TASK ITEM. Repeat the material exactly, leaving no line out.
──────── EXERCISE INPUTS ────────
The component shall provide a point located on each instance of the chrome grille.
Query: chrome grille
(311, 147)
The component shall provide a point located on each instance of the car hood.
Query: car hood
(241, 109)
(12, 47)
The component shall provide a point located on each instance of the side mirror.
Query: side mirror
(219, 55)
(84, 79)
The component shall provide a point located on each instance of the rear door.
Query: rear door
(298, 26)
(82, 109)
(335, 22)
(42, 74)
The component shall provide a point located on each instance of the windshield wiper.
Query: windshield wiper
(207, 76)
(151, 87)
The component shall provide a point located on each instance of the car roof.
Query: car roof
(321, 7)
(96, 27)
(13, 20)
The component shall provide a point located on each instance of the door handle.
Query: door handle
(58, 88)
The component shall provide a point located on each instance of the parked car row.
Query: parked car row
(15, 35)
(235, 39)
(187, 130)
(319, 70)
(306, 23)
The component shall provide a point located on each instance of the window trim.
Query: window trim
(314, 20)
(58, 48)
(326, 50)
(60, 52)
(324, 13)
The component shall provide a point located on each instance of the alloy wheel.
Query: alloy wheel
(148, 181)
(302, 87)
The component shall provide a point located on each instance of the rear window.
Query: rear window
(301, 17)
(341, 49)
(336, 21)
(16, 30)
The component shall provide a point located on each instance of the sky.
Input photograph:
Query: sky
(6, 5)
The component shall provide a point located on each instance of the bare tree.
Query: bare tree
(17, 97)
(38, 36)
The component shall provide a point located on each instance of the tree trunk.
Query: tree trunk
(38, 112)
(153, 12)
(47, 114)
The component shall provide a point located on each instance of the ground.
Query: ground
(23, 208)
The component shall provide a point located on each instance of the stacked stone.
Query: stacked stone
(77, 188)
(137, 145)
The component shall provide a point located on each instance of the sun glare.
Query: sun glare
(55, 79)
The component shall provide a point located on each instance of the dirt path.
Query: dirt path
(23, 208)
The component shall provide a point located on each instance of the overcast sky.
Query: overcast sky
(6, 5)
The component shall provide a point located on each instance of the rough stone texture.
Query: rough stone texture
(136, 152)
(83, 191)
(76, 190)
────────
EXERCISE SOLUTION.
The component shall provide a point located on each instance of the chrome grille.
Query: chrome grille
(311, 147)
The component shall provide a point located on each instance of the car hood.
Query: car hood
(241, 109)
(12, 47)
The component shall provide a point located on each instance of the side mirror.
Query: side mirror
(219, 55)
(84, 79)
The component shall provide a point located on each instance of the rear door.
Query: rear door
(298, 26)
(82, 109)
(335, 22)
(42, 74)
The component shall provide a point located on each instance of the windshield wiper.
Query: windshield wiper
(207, 76)
(151, 87)
The component shall provide a point located on each instance of the car roof.
Query: car roof
(321, 7)
(96, 27)
(13, 20)
The component shall provide a point located on each instance of the door handle.
Query: door handle
(58, 88)
The component shall provide a point located on each instance of the parked car row.
Query: parked car row
(15, 35)
(235, 39)
(187, 130)
(319, 70)
(306, 23)
The component shall provide a point located on each instance of the window trim.
Query: window trim
(314, 20)
(58, 48)
(326, 50)
(60, 52)
(324, 13)
The component shall provide a point located on each instance of the alloy wheel.
Query: alloy wheel
(148, 181)
(302, 87)
The component shall provide a point located on each instance of the rear window.
Query: rear window
(301, 17)
(341, 49)
(336, 21)
(16, 30)
The component shall provide a point located on each instance of the sky.
Input photograph:
Query: sky
(6, 5)
The component shall provide a point located on each instance of the bare tree.
Query: bare tree
(17, 97)
(38, 36)
The component shall provide a point located on each instance of the tree trunk.
Query: tree trunk
(38, 112)
(153, 12)
(47, 114)
The component shall provide a point located on each instance of the ground.
Query: ground
(23, 208)
The component shall provide a point located on each instance of the stacked stone.
Query: stacked stone
(77, 188)
(137, 145)
The component shall provide a point located on each instance of the sun glare.
Query: sun glare
(55, 79)
The component shall provide a point located on each instance of the dirt path.
Query: dirt path
(23, 208)
The component shall provide a point located on each instance of the overcast sky.
Query: overcast sky
(6, 5)
The component shall provide a point located on each instance of the rough stone texture.
Query: rough stone texture
(136, 152)
(83, 191)
(76, 190)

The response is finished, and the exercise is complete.